## [WORK REQUIRED]
Every line of the material below, from the top through the line with "TARGET = green post", should be reproduced exactly.

## [RECORDS FOR THE TASK]
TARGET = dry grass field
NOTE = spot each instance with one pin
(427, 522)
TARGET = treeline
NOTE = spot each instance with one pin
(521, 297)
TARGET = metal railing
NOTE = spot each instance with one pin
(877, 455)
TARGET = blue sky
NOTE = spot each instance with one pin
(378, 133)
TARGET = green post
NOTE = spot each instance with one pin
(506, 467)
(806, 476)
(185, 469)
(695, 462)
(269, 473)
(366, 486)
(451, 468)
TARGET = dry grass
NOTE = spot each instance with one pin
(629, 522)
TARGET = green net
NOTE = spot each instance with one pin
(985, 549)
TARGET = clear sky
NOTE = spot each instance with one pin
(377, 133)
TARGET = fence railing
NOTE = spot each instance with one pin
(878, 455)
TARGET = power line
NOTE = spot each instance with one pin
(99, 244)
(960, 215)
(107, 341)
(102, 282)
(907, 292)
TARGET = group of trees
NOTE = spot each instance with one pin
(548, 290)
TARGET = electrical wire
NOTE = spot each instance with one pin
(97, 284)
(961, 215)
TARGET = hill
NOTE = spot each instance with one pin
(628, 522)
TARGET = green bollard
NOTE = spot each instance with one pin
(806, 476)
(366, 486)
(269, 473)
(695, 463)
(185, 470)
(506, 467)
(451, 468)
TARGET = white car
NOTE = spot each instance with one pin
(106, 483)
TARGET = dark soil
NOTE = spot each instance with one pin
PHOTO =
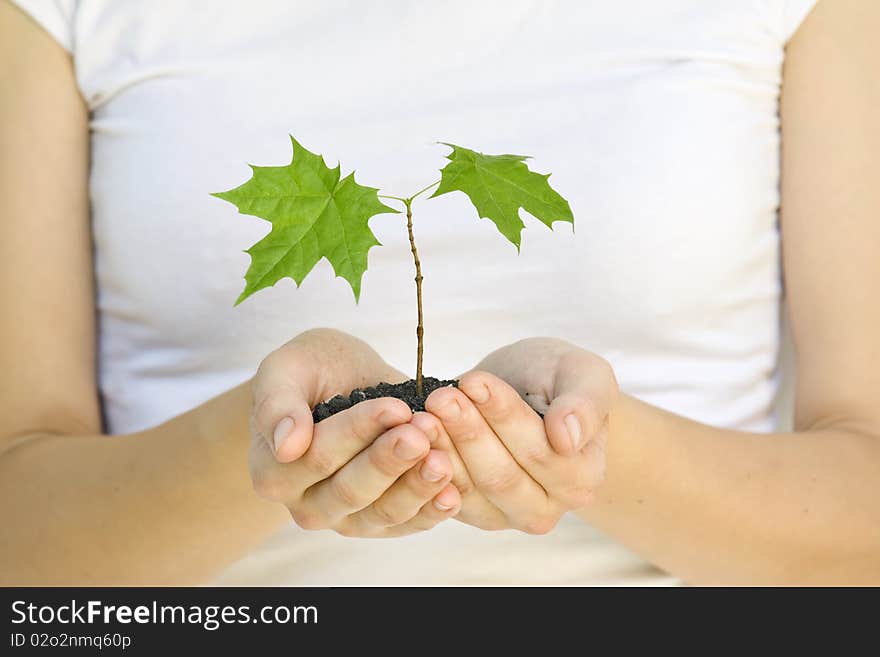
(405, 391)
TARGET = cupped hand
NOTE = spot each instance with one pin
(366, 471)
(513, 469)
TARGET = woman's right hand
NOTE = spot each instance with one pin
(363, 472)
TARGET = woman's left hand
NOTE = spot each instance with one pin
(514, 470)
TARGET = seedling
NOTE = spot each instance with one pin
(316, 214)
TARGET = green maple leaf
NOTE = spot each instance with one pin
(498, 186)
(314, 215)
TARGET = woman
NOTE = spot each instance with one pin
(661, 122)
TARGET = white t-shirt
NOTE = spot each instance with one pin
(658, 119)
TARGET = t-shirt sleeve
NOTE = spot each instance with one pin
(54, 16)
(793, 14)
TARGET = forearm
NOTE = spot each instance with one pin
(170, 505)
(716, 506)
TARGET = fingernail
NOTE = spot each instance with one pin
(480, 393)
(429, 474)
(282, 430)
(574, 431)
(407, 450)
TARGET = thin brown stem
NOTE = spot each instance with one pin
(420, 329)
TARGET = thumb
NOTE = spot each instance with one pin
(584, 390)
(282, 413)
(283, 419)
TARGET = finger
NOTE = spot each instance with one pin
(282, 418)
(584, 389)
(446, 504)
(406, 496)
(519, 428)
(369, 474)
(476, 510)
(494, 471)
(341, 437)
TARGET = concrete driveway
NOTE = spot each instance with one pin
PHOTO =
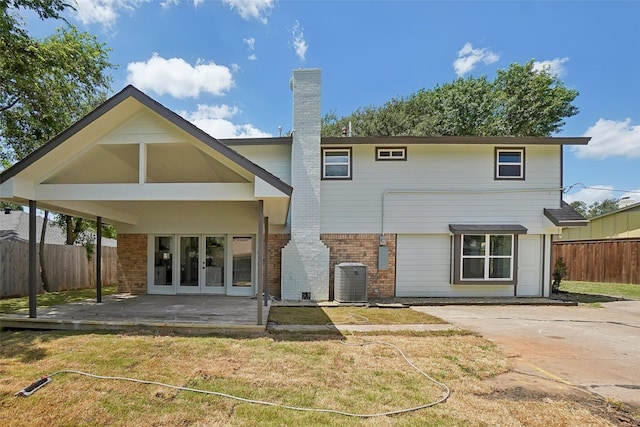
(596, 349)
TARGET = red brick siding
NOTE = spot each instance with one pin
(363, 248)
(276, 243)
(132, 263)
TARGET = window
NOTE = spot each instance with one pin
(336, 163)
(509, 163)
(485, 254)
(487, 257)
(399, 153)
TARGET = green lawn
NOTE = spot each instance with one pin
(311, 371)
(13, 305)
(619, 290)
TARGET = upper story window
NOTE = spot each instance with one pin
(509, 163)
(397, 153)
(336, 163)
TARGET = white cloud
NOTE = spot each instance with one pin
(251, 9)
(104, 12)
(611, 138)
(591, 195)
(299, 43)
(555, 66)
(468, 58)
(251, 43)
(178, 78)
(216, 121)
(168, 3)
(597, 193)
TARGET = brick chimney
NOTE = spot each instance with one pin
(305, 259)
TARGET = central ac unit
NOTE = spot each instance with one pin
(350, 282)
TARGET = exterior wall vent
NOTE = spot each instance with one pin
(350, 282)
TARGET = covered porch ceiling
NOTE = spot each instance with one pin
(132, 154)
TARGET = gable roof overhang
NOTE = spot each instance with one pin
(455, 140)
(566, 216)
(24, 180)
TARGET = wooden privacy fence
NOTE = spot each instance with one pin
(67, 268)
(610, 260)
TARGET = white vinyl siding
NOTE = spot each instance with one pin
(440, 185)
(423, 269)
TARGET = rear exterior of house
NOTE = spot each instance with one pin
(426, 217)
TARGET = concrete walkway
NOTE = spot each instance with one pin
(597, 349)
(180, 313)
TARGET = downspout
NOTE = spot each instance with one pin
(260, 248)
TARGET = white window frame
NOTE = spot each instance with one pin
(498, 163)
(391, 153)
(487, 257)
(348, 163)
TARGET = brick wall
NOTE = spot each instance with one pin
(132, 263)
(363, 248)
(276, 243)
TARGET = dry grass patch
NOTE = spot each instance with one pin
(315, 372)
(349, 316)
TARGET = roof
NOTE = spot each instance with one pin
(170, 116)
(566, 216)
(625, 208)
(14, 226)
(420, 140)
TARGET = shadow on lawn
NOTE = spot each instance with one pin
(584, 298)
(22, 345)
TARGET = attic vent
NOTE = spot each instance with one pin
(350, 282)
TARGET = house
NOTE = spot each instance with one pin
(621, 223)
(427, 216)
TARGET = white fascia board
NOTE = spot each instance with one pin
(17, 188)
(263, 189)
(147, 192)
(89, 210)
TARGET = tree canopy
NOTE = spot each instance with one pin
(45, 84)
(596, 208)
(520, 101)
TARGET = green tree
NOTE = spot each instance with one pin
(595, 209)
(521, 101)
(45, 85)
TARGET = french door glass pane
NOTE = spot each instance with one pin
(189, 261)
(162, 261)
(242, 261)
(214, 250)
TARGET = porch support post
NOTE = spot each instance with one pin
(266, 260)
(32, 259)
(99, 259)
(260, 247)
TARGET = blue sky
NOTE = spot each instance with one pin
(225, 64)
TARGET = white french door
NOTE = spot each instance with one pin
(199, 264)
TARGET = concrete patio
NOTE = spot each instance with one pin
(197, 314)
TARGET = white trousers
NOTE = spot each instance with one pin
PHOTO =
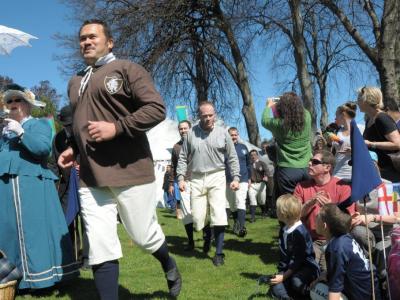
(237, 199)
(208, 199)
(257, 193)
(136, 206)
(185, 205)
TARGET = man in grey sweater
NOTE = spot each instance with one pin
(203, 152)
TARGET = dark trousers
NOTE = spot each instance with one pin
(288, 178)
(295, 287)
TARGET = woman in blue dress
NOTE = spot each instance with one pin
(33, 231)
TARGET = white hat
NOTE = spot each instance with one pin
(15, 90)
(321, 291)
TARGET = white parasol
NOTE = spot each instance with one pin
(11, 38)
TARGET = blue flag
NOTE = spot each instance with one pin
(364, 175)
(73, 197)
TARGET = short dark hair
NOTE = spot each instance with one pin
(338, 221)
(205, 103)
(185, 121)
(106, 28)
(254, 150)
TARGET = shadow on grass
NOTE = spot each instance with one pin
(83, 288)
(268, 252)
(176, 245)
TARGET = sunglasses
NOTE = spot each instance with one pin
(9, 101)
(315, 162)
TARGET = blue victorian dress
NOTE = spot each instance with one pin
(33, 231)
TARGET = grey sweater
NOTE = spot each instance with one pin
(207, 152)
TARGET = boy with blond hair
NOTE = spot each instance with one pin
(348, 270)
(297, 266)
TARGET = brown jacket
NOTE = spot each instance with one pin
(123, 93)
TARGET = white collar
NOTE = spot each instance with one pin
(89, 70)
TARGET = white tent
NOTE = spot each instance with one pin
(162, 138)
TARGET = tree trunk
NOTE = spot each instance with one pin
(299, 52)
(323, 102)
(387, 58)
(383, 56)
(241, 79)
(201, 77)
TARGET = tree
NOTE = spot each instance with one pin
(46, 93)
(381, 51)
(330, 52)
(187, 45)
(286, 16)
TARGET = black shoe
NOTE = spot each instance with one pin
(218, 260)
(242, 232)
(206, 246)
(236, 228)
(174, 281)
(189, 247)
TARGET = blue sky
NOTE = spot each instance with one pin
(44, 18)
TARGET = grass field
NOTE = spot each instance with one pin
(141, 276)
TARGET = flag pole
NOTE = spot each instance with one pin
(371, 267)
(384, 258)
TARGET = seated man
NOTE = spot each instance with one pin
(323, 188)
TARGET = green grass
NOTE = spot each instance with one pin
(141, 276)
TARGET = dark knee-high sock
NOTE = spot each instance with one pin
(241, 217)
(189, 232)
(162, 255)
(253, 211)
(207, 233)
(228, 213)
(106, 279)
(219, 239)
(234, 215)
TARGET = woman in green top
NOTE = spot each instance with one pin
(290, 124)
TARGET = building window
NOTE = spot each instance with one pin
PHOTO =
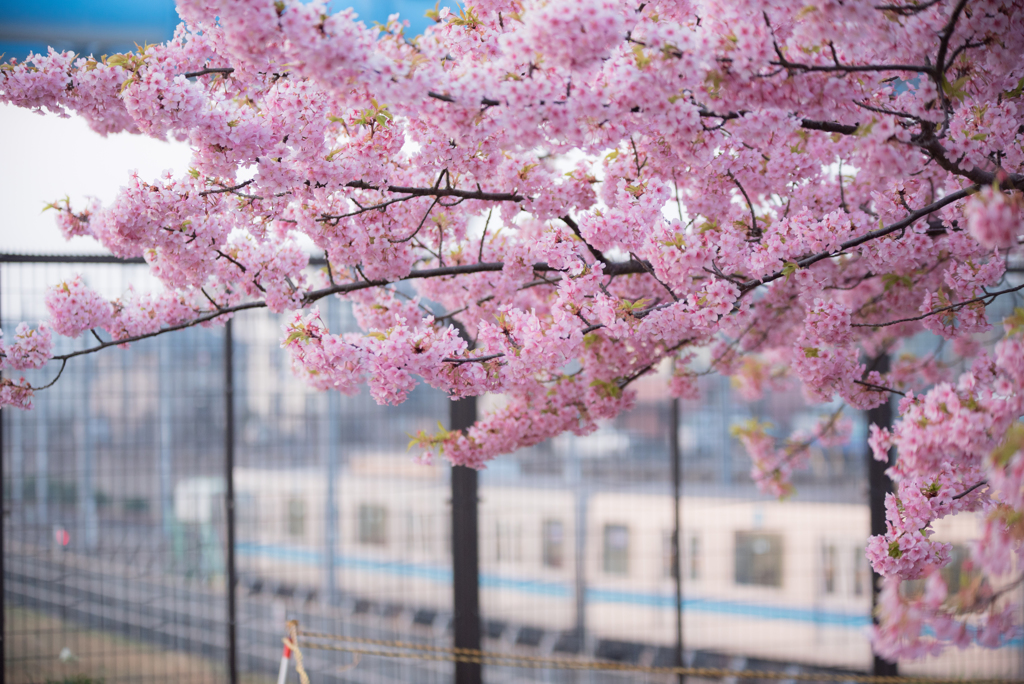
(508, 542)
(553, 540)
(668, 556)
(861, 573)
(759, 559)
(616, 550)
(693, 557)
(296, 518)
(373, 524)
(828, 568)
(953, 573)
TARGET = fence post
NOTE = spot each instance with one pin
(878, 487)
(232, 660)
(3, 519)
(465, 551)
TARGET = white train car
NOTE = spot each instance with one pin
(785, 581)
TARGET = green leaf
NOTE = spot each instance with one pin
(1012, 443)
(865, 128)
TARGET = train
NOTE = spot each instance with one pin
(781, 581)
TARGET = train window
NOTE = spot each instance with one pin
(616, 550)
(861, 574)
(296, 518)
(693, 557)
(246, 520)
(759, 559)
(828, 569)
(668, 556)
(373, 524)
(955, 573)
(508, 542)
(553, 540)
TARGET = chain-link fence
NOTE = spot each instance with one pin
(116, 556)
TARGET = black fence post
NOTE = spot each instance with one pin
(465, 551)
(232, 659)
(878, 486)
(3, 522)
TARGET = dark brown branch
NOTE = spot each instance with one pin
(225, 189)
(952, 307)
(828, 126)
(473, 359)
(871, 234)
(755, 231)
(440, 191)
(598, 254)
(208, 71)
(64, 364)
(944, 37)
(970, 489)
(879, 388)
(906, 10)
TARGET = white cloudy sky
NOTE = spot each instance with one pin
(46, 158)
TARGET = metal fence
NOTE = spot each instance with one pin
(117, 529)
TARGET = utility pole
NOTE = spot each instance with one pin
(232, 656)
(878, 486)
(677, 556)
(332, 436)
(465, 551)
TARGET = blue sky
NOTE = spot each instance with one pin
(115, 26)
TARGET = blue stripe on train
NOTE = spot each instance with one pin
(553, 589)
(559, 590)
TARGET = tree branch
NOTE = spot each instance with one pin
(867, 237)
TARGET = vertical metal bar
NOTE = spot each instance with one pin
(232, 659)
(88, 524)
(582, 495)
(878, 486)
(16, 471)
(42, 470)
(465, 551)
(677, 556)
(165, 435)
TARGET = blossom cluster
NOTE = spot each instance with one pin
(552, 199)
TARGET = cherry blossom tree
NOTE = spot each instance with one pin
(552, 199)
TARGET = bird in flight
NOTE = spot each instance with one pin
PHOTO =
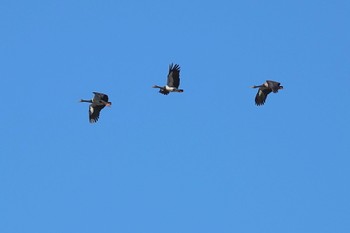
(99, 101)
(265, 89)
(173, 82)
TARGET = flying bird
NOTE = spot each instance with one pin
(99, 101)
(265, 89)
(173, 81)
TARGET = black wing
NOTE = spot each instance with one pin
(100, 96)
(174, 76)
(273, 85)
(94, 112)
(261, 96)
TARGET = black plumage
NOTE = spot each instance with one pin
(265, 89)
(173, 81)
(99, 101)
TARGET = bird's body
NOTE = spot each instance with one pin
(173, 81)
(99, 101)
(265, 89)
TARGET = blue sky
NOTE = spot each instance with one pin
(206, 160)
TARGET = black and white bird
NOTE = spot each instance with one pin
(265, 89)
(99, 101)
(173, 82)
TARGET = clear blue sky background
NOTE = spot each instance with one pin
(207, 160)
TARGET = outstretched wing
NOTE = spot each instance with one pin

## [SOLUTION]
TARGET = dry grass field
NOTE = spot each instance with one pin
(427, 522)
TARGET = treeline
NOTE = spot each instance with one pin
(521, 297)
TARGET = metal railing
NOTE = spot each instance with one pin
(877, 455)
TARGET = blue sky
NOTE = spot each instance with one pin
(378, 133)
TARGET = green post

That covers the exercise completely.